--- begin Record excerpts ---

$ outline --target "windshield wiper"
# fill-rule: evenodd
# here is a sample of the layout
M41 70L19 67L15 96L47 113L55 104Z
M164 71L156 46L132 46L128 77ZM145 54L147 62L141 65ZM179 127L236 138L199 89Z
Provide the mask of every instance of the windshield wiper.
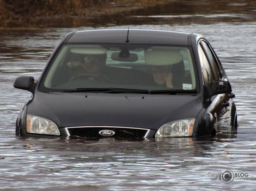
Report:
M145 94L165 94L168 95L175 95L176 93L196 93L197 92L195 90L165 89L150 91L146 89L115 88L78 88L75 90L67 90L63 91L64 92L69 93L90 92L96 93L100 92L104 93L133 93Z
M63 92L107 92L112 91L114 89L113 88L78 88L76 89L66 90L63 91Z

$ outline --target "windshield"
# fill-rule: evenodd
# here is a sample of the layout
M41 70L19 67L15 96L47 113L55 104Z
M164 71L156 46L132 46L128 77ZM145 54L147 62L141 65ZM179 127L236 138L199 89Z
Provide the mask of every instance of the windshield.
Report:
M197 78L189 47L66 44L43 74L39 91L194 91Z

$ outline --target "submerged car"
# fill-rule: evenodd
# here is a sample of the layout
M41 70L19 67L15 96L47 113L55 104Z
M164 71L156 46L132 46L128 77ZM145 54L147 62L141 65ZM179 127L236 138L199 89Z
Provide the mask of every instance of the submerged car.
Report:
M38 81L16 134L56 138L214 135L237 128L231 86L213 50L195 33L147 30L74 31Z

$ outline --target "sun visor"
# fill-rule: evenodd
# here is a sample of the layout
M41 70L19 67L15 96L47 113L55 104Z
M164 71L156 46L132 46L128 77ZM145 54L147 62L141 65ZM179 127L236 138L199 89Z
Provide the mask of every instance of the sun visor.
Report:
M183 60L179 50L169 47L153 46L145 50L144 55L146 63L150 65L171 65Z
M84 55L102 55L107 50L100 45L86 45L81 48L71 48L70 51L77 54Z

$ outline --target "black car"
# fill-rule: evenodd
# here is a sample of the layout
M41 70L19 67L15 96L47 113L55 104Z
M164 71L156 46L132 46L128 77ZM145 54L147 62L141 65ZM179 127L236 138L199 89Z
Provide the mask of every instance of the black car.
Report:
M67 35L35 82L16 135L161 138L214 135L237 128L231 87L207 41L147 30Z

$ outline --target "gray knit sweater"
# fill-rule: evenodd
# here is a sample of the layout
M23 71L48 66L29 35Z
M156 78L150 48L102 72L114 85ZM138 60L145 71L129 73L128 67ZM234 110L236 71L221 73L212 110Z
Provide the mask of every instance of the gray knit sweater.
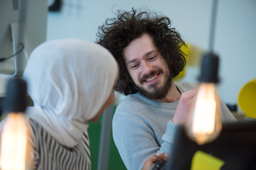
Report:
M175 84L181 93L196 87L188 83ZM118 105L112 122L113 138L127 169L141 169L151 154L171 152L177 128L171 120L178 103L159 102L137 93ZM223 102L221 109L223 121L235 120Z

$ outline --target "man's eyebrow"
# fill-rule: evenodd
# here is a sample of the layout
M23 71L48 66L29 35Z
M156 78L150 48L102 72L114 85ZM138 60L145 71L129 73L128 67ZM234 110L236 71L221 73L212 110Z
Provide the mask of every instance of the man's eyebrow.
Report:
M151 51L146 52L146 53L143 56L143 57L144 58L144 57L150 55L152 52L158 52L158 50L151 50ZM134 59L134 60L129 60L129 61L128 61L128 62L126 63L126 64L128 65L129 63L131 63L131 62L136 62L137 60L137 59Z

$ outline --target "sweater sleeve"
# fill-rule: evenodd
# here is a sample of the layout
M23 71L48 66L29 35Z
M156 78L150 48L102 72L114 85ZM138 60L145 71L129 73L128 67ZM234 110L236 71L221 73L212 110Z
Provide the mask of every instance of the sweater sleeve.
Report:
M171 151L171 147L174 142L176 132L178 127L178 125L171 120L169 121L166 131L162 137L164 142L161 144L160 149L157 153L164 153L167 156L169 154Z

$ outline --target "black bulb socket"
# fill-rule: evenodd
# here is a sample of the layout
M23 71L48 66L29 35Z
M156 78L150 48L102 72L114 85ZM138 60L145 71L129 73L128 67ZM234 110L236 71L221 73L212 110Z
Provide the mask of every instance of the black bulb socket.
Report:
M213 52L206 53L203 56L200 82L217 84L220 81L218 77L219 57Z
M4 111L7 113L24 112L27 106L26 82L21 77L11 79L7 83Z

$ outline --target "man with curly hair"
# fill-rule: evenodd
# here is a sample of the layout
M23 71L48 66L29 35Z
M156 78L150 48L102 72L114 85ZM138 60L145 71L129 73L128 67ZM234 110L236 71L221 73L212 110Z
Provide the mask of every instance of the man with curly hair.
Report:
M119 65L113 138L128 169L142 169L155 153L171 152L176 130L192 108L196 86L173 80L186 64L186 47L170 19L154 12L118 11L99 27L97 42ZM235 120L224 103L223 120Z

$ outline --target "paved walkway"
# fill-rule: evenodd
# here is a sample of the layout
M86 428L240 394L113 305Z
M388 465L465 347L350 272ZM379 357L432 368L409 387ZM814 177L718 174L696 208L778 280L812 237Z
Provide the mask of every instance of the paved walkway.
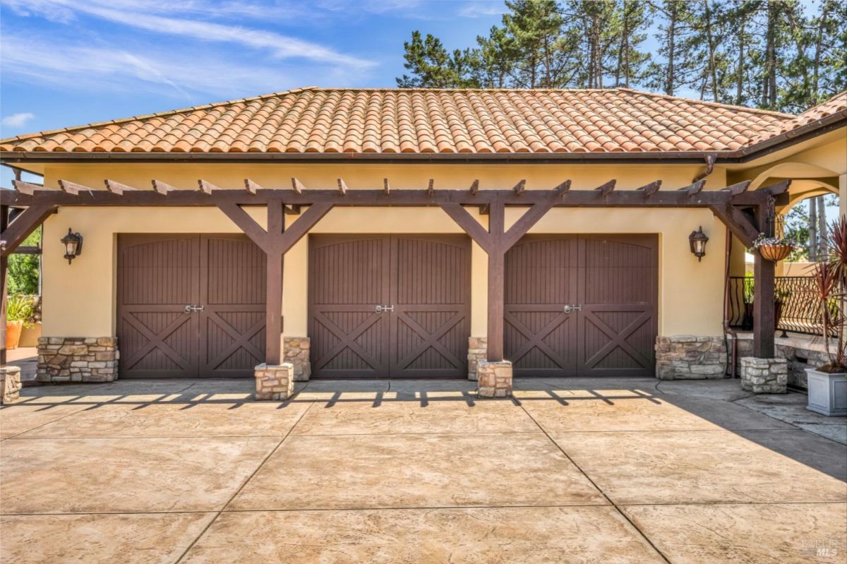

--- end Record excerpts ---

**To do:**
Reproduce the data word for word, everything from its very first line down to and including the line that contains "M84 55L102 55L107". Leave the pictures out of your copy.

**Output:**
$ outline --target "windshield wiper"
# fill-rule: evenodd
# here is a sample of the layout
M41 70L19 67L15 96L47 113L55 104Z
M164 71L156 46L132 46L128 77ZM145 54L147 62L141 65ZM179 127L236 138L199 89Z
Provide the mask of every instance of the windshield wiper.
Report:
M145 94L165 94L168 95L175 95L176 93L196 93L197 92L195 90L165 89L150 91L146 89L115 88L78 88L75 90L67 90L63 91L64 92L69 93L90 92L96 93L100 92L104 93L133 93Z
M63 92L107 92L112 91L114 89L113 88L78 88L76 89L66 90L63 91Z

$ outline --target "windshield"
# fill-rule: evenodd
# here is a sample of the layout
M41 70L19 67L15 96L47 113L55 104Z
M164 71L156 46L132 46L128 77ZM145 54L147 62L141 65ZM179 127L236 138L199 89Z
Provide the mask of every instance of the windshield.
Report:
M197 78L189 47L66 44L43 74L39 91L194 91Z

$ outline --target "submerged car"
# fill-rule: evenodd
# here is a sample of the layout
M41 70L19 67L15 96L47 113L55 104Z
M164 71L156 46L132 46L128 77ZM145 54L147 62L141 65ZM179 127L236 138L199 89Z
Provide the mask of every instance of the submerged car.
Report:
M38 81L16 134L56 138L214 135L237 128L231 86L213 50L195 33L147 30L74 31Z

$ outline --target "sun visor"
# fill-rule: evenodd
# here is a sample of the layout
M41 70L19 67L15 96L47 113L55 104Z
M164 71L156 46L132 46L128 77ZM145 54L147 62L141 65ZM179 127L236 138L199 89Z
Provide the mask of every instance of the sun visor.
Report:
M183 60L179 50L169 47L153 46L145 50L144 55L146 63L150 65L171 65Z
M84 55L102 55L107 50L100 45L86 45L81 48L71 48L70 51L77 54Z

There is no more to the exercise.